(Entries from a dataset)
━━━

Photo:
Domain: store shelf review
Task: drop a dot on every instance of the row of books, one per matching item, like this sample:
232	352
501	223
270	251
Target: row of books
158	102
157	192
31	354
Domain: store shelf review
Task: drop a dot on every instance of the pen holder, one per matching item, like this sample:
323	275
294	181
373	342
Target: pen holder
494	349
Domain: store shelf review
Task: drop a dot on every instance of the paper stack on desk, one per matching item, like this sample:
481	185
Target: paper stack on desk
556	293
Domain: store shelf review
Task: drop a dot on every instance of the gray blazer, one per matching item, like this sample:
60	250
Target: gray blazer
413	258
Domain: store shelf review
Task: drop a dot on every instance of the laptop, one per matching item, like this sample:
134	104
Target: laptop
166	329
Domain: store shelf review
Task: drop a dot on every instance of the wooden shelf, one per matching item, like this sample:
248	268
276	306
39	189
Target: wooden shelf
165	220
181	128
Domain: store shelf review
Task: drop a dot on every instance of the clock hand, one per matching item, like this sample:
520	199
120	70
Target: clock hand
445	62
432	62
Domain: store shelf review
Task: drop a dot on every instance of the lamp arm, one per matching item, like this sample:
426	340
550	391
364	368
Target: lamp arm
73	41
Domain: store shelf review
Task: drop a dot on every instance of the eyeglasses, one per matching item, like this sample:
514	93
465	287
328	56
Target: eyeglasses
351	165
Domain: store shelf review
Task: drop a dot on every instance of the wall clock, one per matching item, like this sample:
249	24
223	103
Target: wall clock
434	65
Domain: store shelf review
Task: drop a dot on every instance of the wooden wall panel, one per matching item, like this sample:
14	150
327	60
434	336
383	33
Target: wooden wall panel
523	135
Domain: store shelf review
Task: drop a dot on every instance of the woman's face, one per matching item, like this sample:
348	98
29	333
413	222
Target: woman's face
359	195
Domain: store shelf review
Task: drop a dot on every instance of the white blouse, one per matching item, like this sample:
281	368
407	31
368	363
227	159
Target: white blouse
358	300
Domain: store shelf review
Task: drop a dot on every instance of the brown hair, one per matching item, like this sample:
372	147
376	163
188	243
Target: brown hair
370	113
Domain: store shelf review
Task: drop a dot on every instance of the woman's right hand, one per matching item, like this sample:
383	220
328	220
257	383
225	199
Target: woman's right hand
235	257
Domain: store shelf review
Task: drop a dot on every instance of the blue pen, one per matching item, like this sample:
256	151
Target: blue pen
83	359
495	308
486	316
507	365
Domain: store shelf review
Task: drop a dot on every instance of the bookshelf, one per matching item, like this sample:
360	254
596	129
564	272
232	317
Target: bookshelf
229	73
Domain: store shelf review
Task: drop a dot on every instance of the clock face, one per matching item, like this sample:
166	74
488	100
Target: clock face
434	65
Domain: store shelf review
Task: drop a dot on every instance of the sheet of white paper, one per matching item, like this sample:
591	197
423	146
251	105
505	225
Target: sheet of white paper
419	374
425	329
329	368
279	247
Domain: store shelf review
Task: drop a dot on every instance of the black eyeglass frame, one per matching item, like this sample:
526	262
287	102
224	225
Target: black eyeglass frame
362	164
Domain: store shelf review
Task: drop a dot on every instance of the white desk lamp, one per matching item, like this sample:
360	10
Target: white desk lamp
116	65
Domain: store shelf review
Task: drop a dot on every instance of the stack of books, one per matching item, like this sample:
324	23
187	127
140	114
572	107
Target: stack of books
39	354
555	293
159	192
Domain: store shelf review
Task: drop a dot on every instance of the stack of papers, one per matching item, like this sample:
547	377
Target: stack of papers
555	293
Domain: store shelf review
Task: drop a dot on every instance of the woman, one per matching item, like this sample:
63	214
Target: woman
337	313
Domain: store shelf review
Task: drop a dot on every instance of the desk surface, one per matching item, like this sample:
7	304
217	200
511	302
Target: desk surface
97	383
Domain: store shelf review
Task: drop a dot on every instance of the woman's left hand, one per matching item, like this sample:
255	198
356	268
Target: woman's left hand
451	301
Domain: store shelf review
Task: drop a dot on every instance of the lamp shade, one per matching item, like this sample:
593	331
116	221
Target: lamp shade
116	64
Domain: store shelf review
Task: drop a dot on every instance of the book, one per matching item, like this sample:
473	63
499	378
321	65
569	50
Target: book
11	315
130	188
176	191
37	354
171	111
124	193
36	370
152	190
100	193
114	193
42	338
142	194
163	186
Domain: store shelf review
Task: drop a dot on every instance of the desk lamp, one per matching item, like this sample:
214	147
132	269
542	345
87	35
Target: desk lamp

━━━

Return all of the data word for word.

### THE ANSWER
Photo:
Domain: store shelf review
Task: drop a dot on every instance of the row of books, one per matching item, like this sample:
232	352
501	223
270	251
Target: row of books
158	102
157	192
31	354
Domain: store shelf review
Task: drop a dot on every instance of the pen holder, one per matching item, like this sample:
323	275
294	181
373	342
Target: pen holder
494	349
Domain: store shelf review
Task: drop a dot on every instance of the paper stack on desk, one per matching item, like this sample:
481	185
Target: paper stack on desk
556	293
Domain: store shelf review
Task: drop a dot on every instance of the gray blazer, one per matching item, like this sample:
60	250
Target: gray blazer
413	258
Domain: store shelf review
Task: drop a dot on every instance of the laptop, one per matching item, like this sample:
134	104
Target: laptop
166	329
Domain: store shelf review
Task: drop a dot on every instance of the wooden shelf, one per matching item, like this sample:
248	268
276	306
39	189
Target: wooden shelf
165	220
181	128
Domain: store shelf review
Task: drop a dot on every instance of the clock hand, one per matching item, like this sample:
520	199
120	70
Target: clock hand
445	62
432	62
Domain: store shelf review
Task: drop a dot on every instance of the lamp arm, one per matching item, like this sample:
426	340
550	391
364	368
Target: lamp arm
73	41
Domain: store shelf review
Task: drop a dot on every instance of the eyeglasses, one per matching item, like this sample:
514	93
465	287
328	56
Target: eyeglasses
351	165
Domain: store shelf review
Task: drop a dot on every instance of the wall clock, one per matching item, like this sample:
249	24
223	103
Target: wall clock
434	65
Domain: store shelf review
Task: drop a dot on every instance of the wooden wall panel, one per matching item, like this sample:
14	150
327	60
434	336
383	33
Target: wooden wall panel
523	135
Domain: store shelf review
Task: drop a dot on every instance of the woman's face, one per matching item, like this sample:
348	98
29	333
413	222
Target: woman's face
359	195
Domain: store shelf review
Task: drop a dot on every instance of the white blouse, one per matching item, like this sample:
281	368
407	31
368	363
227	159
Target: white blouse
358	300
Domain: store shelf review
Task: drop a dot on every instance of the brown hair, one per matching item, like this sample:
372	147
376	163
188	243
Target: brown hair
370	113
Domain: store shelf review
Task: drop a dot on every instance of the woman's right hand, one per matching item, like this sample:
383	220
328	220
257	383
225	199
Target: woman's right hand
235	257
Domain: store shelf review
Task: drop a dot on every instance of the blue pen, one per matching item, like this sample:
256	151
Target: blue pen
83	359
495	308
486	316
507	365
Domain: store shelf review
Task: drop a dot on every instance of the bookshelf, one per matching item, like this sample:
360	254
596	129
564	272
232	317
Target: bookshelf
229	73
Domain: store shelf review
Task: drop a dot on every instance of the clock face, one per matching item, like this sample:
166	74
488	100
Target: clock face
434	65
Domain: store shelf review
Task: drop a dot on every instance of the sheet of white paper, one per matching item, like this sample:
591	197
423	146
251	105
505	225
Target: sheet of white paper
419	374
425	329
329	368
279	247
Domain: store shelf review
Task: drop a dot on every instance of the black eyeglass frame, one per matching item, like this sample:
526	262
287	102
224	225
Target: black eyeglass frame
362	164
Domain: store shelf review
Task: drop a dot on every instance of the white desk lamp, one per matching item, like this sample:
360	10
Target: white desk lamp
116	65
Domain: store shelf review
Task: drop a dot on every instance of the stack of books, one per matching item, like this sample:
324	23
187	127
140	114
572	107
Target: stack of books
39	354
555	293
159	192
Domain: store shelf review
Task: drop a dot on every instance of the stack of papers, one per matching item, like this sample:
547	377
Target: stack of papers
555	293
Domain: store shelf review
Task: drop a dot on every instance of the woman, one per matching item, like this sample:
63	214
Target: woman
337	313
Domain: store shelf review
Task: drop a dot on every instance of the desk surface, one per matching item, like this sample:
7	304
217	200
511	302
Target: desk surface
97	383
Domain: store shelf review
Task: drop a dot on every instance of the woman's left hand, one per matching item, like this sample:
255	198
356	268
Target: woman's left hand
451	301
Domain: store shelf review
Task: drop a dot on every instance of the lamp shade, one per matching item, like this sample:
593	331
116	221
Target: lamp shade
116	64
Domain: store shelf review
Task: drop a dot on every instance of the book, one per matching item, like this sample:
473	63
499	378
321	65
569	50
Target: book
11	315
130	188
176	191
37	354
171	111
124	193
36	370
152	190
100	193
114	193
42	338
142	194
163	186
Domain: store shelf review
Task: drop a dot on every instance of the desk lamp, one per matching item, like this sample:
214	147
132	269
542	345
87	35
Target: desk lamp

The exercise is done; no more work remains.